**Work item:** Pictures are not part of the copy; reproduce the remaining data exactly.

**Data records:**
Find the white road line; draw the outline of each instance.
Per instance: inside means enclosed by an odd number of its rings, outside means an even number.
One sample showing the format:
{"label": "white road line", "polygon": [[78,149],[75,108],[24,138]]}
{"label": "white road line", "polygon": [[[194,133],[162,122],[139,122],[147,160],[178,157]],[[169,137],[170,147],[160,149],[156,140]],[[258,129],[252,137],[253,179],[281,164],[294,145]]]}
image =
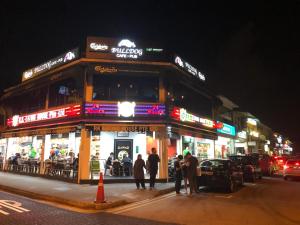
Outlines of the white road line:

**Exercise result:**
Find the white road line; draw the outline of each instance.
Per instance: inside means enclosed by an odd number of its rings, outside means an even number.
One sample showing the format:
{"label": "white road line", "polygon": [[78,149],[75,108],[24,138]]}
{"label": "white road line", "polygon": [[[194,133],[162,122],[139,122],[147,160],[178,157]],[[169,137],[170,147],[160,149],[156,140]],[[258,129],[252,137],[253,179],[281,164],[294,145]]]}
image =
Outlines of the white road line:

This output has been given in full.